• Exercise goal
Transcribe the full listing with no word altered.

------------------------------------------------------------------------

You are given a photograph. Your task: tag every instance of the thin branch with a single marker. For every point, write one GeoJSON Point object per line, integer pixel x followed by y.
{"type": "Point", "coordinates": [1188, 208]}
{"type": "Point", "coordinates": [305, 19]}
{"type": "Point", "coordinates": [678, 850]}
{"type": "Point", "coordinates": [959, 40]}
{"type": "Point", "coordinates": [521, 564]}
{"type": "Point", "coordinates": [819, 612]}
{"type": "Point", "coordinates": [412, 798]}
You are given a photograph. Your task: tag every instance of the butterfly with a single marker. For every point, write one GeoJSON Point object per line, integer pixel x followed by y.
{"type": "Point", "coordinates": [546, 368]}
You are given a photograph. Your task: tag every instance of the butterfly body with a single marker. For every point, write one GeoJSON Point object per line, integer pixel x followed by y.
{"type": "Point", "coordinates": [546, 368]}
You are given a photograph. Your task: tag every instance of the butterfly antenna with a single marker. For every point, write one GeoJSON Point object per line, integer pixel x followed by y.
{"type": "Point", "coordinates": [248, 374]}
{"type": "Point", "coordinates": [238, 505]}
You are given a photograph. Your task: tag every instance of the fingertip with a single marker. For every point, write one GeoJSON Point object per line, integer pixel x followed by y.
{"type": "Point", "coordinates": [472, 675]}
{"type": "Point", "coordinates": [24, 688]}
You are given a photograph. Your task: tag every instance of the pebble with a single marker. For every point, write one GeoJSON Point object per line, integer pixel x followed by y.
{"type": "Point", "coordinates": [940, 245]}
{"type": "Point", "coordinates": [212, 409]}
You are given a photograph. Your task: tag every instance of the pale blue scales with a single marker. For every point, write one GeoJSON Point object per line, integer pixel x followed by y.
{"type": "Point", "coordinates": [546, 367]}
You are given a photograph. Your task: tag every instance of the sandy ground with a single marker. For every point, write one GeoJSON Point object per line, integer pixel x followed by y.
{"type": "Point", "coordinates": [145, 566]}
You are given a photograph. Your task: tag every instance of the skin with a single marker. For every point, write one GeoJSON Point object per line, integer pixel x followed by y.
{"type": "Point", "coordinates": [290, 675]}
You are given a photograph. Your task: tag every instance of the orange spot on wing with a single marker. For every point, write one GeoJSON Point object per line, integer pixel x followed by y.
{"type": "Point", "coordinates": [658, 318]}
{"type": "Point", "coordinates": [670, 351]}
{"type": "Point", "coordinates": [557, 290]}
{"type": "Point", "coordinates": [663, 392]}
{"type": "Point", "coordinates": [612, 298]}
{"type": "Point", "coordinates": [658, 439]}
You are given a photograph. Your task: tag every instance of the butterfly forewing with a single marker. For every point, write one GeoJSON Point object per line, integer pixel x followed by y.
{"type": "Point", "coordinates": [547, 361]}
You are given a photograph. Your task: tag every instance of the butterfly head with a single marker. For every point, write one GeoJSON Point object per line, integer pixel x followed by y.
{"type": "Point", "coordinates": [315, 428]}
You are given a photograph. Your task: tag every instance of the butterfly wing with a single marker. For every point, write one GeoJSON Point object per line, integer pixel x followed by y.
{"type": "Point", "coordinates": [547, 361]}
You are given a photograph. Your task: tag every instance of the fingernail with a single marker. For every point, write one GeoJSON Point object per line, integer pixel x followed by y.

------------------------------------------------------------------------

• Answer area
You are given a photograph. Your task: tag every instance of the thin branch with a single marker. For every point, write one GeoJSON Point object per line, integer pixel x followed by y.
{"type": "Point", "coordinates": [1188, 208]}
{"type": "Point", "coordinates": [305, 19]}
{"type": "Point", "coordinates": [678, 850]}
{"type": "Point", "coordinates": [959, 40]}
{"type": "Point", "coordinates": [521, 564]}
{"type": "Point", "coordinates": [819, 612]}
{"type": "Point", "coordinates": [412, 798]}
You are given a photograph. Your task: tag every instance of the butterfly with a single marker. For every point, write one GeoJSON Point object per line, integer pixel x followed by y.
{"type": "Point", "coordinates": [546, 368]}
You are given a photograph. Your task: tag every instance of the butterfly body with a single marker. For every point, write one GeoJSON Point object per line, integer pixel x followed by y.
{"type": "Point", "coordinates": [546, 368]}
You are given a photograph. Your task: tag every instance of the butterfly antenna with a single marker. For every point, write one GeoJSON Point object per line, integer pixel x followed by y.
{"type": "Point", "coordinates": [248, 374]}
{"type": "Point", "coordinates": [238, 505]}
You are given a photograph. Your task: tag every instance of the fingertip with a single marker. For every point, write one GeoJSON Point object per line, integer pixel x followed by y.
{"type": "Point", "coordinates": [472, 675]}
{"type": "Point", "coordinates": [24, 688]}
You are given a photograph. Your task: tag every instance of the pebble with a single marker. For every point, write one GeoJSON Point object per line, integer pixel x followed by y.
{"type": "Point", "coordinates": [940, 245]}
{"type": "Point", "coordinates": [212, 409]}
You are given a photograph. Your task: tag every instance of the pale blue scales with a single marker. For every point, write one GeoJSON Point object per line, integer pixel x followed by y.
{"type": "Point", "coordinates": [546, 367]}
You are given a photograph. Your task: tag every instance of the sandy ground with a single marker. For every point, write one GeoJSON Point object per line, integer pixel x followed by y.
{"type": "Point", "coordinates": [145, 566]}
You are given a photograph. Your task: tag every instance of the skin with a single marker. For every point, write one GeoJSON Point object per line, integer pixel x followed by y.
{"type": "Point", "coordinates": [290, 675]}
You are given a photograph. Your task: tag every instance of the orange spot on wing with a single marker. For every point, write one GeoJSON Point object per line, integer pixel x followed by y.
{"type": "Point", "coordinates": [658, 318]}
{"type": "Point", "coordinates": [670, 351]}
{"type": "Point", "coordinates": [557, 290]}
{"type": "Point", "coordinates": [663, 392]}
{"type": "Point", "coordinates": [612, 298]}
{"type": "Point", "coordinates": [658, 439]}
You are given a photograph. Your task: tag every instance of the butterfly forewing with a single marker. For every point, write one GeoJSON Point object per line, integer pixel x followed by y.
{"type": "Point", "coordinates": [547, 361]}
You are given a photograph. Your task: tag every instance of the butterfly head with a single marker. For every point, write one GeoJSON Point object per line, integer pixel x followed by y.
{"type": "Point", "coordinates": [315, 428]}
You are given a photograph. Your task: tag every instance of the butterfly wing with a single marker. For every point, write one GeoJSON Point object per line, integer pixel x followed by y.
{"type": "Point", "coordinates": [547, 361]}
You are given a photograph. Your task: tag every instance of the fingernail with a single marker. For every point, write one GeoJSON Point object per line, integer pixel x followed by y.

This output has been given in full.